How to complete this task: Your answer should hold the data exactly as given, minus any picture.
..............................
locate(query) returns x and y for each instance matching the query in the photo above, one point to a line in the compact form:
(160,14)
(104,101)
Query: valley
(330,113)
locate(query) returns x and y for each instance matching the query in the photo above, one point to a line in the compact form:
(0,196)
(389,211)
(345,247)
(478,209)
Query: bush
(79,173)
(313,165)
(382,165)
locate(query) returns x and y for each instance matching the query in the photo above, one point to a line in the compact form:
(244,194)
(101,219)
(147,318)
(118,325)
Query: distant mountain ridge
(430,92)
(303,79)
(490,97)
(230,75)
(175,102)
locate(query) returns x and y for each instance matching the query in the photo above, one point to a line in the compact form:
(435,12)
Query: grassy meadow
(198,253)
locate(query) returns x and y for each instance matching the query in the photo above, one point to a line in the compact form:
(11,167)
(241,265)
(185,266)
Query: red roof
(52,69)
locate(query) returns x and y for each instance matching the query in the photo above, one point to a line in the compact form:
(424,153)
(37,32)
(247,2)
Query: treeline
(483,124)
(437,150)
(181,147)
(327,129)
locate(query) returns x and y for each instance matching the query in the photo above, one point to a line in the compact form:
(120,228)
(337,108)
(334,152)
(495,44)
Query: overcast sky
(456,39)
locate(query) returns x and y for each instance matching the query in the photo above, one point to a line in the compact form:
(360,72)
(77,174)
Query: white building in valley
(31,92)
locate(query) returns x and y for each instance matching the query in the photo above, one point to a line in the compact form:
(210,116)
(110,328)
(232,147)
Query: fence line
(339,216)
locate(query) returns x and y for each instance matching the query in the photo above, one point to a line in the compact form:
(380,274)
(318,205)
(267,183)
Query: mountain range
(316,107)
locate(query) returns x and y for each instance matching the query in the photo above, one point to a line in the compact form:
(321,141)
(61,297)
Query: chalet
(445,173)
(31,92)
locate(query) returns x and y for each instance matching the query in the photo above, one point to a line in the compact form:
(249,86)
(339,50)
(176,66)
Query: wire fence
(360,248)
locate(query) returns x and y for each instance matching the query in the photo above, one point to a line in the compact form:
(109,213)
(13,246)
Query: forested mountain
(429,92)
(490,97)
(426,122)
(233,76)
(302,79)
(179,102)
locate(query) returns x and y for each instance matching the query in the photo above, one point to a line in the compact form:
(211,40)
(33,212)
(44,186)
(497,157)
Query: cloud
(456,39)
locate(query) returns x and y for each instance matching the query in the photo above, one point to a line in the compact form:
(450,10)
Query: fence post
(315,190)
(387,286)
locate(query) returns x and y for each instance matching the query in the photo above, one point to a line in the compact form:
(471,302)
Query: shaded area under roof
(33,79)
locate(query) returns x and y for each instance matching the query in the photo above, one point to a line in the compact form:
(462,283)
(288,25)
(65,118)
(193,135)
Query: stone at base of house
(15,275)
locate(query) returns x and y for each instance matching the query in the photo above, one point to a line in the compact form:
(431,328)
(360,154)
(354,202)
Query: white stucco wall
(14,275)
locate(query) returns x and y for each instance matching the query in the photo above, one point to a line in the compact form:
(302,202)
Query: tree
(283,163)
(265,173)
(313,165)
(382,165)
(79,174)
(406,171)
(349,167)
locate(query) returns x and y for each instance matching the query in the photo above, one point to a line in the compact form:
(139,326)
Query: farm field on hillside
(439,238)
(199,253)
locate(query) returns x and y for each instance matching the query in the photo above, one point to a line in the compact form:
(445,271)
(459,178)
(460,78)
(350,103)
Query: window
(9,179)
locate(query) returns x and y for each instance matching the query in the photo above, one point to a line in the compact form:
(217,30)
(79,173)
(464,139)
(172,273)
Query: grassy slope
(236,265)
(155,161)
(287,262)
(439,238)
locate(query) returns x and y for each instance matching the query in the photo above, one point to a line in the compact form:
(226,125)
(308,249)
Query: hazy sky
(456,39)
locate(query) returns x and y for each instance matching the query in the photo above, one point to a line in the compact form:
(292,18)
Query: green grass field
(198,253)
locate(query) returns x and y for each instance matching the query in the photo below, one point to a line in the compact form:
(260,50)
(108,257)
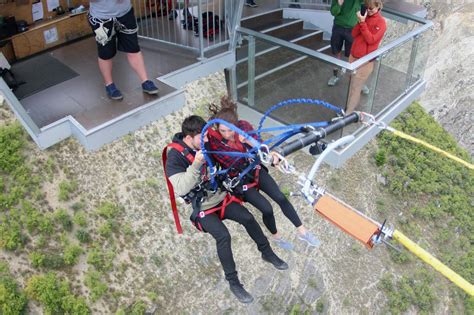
..............................
Result for this exercise:
locate(query) returns x and y for each instance matching the query in the photo above, one point to a line in the compact form:
(160,14)
(104,101)
Query: valley
(330,113)
locate(query) returns x and y for each instance matching the query in the photo above, one point to a line in the compact form:
(0,196)
(389,211)
(345,247)
(478,209)
Query: bush
(79,173)
(313,165)
(382,165)
locate(query) returns x and y for each instance matching the query in the photo above, one point to a line in the compact form:
(244,194)
(101,219)
(147,318)
(118,325)
Query: distant mountain ridge
(430,92)
(303,79)
(490,97)
(230,75)
(175,102)
locate(query) returns x and y for each instance matching the query in the photo above, one point to a line in the compact form:
(435,12)
Query: grassy meadow
(198,253)
locate(query) returns x and y for each instance matching the query in the photo above, one point to a line in the compact form:
(11,167)
(241,265)
(185,266)
Query: red roof
(52,69)
locate(query) returns x and y for each instance matching the query in the photo above, one point to a line in the compact form:
(424,153)
(37,32)
(247,2)
Query: treeline
(483,124)
(437,150)
(181,147)
(327,129)
locate(query) returns x and y for each instance matching the query in the photo above, one point to a line in the compact form:
(120,228)
(337,108)
(334,152)
(495,44)
Query: overcast sky
(456,39)
locate(query) returns x and y for each instance matching the query in the photo above, one point to a line in the compact form:
(360,72)
(77,174)
Query: white building in valley
(31,92)
locate(query) returns x and y for each instance matching the query in the photo above, one point to a line in the compact form:
(210,116)
(110,328)
(232,147)
Query: fence line
(339,216)
locate(query) returns x and y for each instance matching the query in the photo above, one point to a line in the compact form:
(380,274)
(318,205)
(267,183)
Query: mountain range
(316,107)
locate(query) returns x and y for each instance matching the query in the photo above, one point to a line in the compact form:
(321,141)
(61,297)
Query: chalet
(445,173)
(31,92)
locate(query) returns x and y for each instance matching the query in the photo above, one point to a line in the compact form:
(249,86)
(339,50)
(176,66)
Query: wire fence
(360,248)
locate(query) returns x and y for each instance matching the query in the photo above, one point to a line in the compact form:
(109,213)
(13,246)
Query: forested mountain
(429,92)
(490,97)
(426,122)
(233,76)
(302,79)
(179,102)
locate(query) returns x and y for each instance matching the query in the photo above, one point to a line in the compact form:
(211,40)
(33,212)
(44,186)
(497,157)
Query: cloud
(456,39)
locate(query) returns x and y for each instance matching the query in the photo above, one point to a line in the compact form:
(450,10)
Query: fence post
(315,190)
(387,286)
locate(query) returns x and y for each instance matching the query in the photo above, one point to a line in the compact form:
(471,302)
Query: shaded area under roof
(33,79)
locate(query) returns x and y for each instance matching the query in the photo above, one point to a line in the compact form:
(462,283)
(288,25)
(65,118)
(193,135)
Query: stone at base of house
(15,275)
locate(query) returns x and y for each instance matching the query in the photo above, one point to a line in the compact form:
(431,328)
(360,154)
(354,202)
Query: white stucco wall
(14,275)
locate(query) returns x and y for each instance matching the query in the photo above, one point to a line in the compact form:
(302,202)
Query: tree
(283,163)
(265,173)
(313,165)
(382,165)
(79,174)
(406,171)
(349,167)
locate(query) returns x and y for each instance matching the query in the photo above, one point to a line in the compact form:
(139,326)
Query: farm field on hillside
(439,238)
(199,253)
locate(query) returns x and y for each instance matching the query in the photo above, one point to a line in the compact form:
(445,271)
(459,178)
(460,78)
(350,103)
Query: window
(9,179)
locate(query) returns x and y for each instance matching the query in the photo above, one point to a line in the compact form:
(217,30)
(79,173)
(464,139)
(172,273)
Query: grassy slope
(236,265)
(155,161)
(287,262)
(439,238)
locate(query) returns x and y for each instance matching the query in the photo above, one point to a line in the compact form:
(226,125)
(308,249)
Query: hazy sky
(456,39)
locate(query) returns x and y for each instance matching the query in the photo above, one point to a line in the compact form:
(292,18)
Query: green grass field
(198,253)
locate(query) returns x and y for each instance matching the query in the photo below, one point to a line in the compact form:
(260,50)
(108,257)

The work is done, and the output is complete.